> **Written exercise**
Locate the line that contains "rear tire, and". Reproduce it and all following lines up to the end of the material, exactly and with nothing added.

(Collected data entries)
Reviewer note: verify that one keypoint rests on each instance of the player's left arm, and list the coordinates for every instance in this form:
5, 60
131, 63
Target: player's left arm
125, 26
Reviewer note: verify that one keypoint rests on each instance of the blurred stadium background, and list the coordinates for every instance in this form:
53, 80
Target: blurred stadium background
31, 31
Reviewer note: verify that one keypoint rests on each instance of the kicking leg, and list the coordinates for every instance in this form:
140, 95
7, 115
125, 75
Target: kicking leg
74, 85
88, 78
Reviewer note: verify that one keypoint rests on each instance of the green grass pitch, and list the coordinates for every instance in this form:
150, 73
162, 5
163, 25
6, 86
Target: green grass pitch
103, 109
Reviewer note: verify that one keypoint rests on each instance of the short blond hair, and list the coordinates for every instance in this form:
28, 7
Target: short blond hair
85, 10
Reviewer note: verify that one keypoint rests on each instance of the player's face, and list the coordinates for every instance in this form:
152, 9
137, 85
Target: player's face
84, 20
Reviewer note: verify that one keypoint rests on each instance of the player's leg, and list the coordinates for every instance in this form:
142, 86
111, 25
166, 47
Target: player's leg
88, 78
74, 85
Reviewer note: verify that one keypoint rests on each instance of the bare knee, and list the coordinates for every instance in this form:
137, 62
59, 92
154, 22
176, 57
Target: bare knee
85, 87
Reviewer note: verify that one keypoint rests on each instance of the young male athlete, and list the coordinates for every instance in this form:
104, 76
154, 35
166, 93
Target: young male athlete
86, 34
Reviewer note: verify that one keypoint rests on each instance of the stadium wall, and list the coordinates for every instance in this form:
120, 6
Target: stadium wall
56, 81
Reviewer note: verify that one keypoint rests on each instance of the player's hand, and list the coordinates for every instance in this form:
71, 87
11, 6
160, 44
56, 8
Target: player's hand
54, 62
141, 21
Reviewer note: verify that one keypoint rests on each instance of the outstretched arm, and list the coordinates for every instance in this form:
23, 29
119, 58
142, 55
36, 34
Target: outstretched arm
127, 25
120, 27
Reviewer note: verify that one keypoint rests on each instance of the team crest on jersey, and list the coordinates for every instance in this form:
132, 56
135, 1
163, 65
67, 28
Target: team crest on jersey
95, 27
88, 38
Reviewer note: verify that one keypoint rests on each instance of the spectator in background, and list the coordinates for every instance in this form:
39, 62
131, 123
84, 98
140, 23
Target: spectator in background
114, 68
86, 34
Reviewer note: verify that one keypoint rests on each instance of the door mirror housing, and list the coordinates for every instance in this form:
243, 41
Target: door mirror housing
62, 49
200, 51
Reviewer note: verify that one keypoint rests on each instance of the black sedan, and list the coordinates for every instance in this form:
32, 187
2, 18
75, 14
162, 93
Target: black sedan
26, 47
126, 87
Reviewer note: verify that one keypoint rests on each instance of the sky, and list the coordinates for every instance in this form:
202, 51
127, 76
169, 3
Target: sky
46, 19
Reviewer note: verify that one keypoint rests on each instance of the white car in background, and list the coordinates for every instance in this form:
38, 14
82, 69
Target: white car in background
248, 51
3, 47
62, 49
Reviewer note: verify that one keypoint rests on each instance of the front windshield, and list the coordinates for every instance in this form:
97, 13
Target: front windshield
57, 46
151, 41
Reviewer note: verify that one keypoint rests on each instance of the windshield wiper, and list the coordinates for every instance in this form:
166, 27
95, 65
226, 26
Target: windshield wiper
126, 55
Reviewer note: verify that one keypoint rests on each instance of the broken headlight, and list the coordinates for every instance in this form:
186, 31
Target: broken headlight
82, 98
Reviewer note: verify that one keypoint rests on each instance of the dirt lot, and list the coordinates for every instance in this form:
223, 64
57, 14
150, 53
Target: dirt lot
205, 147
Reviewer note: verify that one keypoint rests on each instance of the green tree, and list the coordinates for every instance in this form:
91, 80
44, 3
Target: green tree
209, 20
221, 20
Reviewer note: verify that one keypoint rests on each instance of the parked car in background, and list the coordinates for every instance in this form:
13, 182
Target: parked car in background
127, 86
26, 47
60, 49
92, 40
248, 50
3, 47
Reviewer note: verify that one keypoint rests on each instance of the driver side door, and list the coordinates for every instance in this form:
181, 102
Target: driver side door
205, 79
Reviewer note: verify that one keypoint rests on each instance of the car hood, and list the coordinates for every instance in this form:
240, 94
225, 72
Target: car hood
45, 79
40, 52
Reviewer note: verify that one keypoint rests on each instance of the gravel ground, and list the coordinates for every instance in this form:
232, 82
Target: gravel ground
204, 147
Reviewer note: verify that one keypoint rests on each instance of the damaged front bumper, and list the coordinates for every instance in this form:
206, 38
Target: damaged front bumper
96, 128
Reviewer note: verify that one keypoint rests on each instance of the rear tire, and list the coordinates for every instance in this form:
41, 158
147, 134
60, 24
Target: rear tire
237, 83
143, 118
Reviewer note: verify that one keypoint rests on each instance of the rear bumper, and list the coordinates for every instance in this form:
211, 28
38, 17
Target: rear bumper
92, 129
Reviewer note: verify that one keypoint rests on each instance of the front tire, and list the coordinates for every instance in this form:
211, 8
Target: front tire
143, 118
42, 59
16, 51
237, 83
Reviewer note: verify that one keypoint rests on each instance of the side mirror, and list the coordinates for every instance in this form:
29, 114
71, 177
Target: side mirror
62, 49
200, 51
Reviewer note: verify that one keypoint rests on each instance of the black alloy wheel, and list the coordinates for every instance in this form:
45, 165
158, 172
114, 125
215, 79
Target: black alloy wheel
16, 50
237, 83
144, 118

> **Written response**
Reviewer note: verify that one keypoint rests on each instance of the rear tire, and list the coordinates for every instance in this form:
41, 158
147, 134
60, 24
Target: rear tire
237, 83
143, 118
Reviewer note: verify that one keypoint rests on each instance of the rear bumper, and list the coordinates for every instance in this form:
211, 28
38, 17
Target: rear bumper
92, 129
Reviewer note: verify that one keypoint rests on each instance of the front tire, and list the coordinates for every instance in this form:
211, 8
Target: front tire
143, 118
42, 59
16, 51
237, 83
Reviewer note: verify that one keypoint rests on each instance of the side mirror, and list the coordinates for every instance in this form:
29, 114
71, 177
Target: side mirror
62, 49
200, 51
Reviewer note: verify that one keypoint rests on each instance of the black alloy wheel, and list the coordinates for every instance in this form:
45, 165
158, 172
114, 125
215, 79
Target: black alloy wheel
16, 50
237, 83
144, 118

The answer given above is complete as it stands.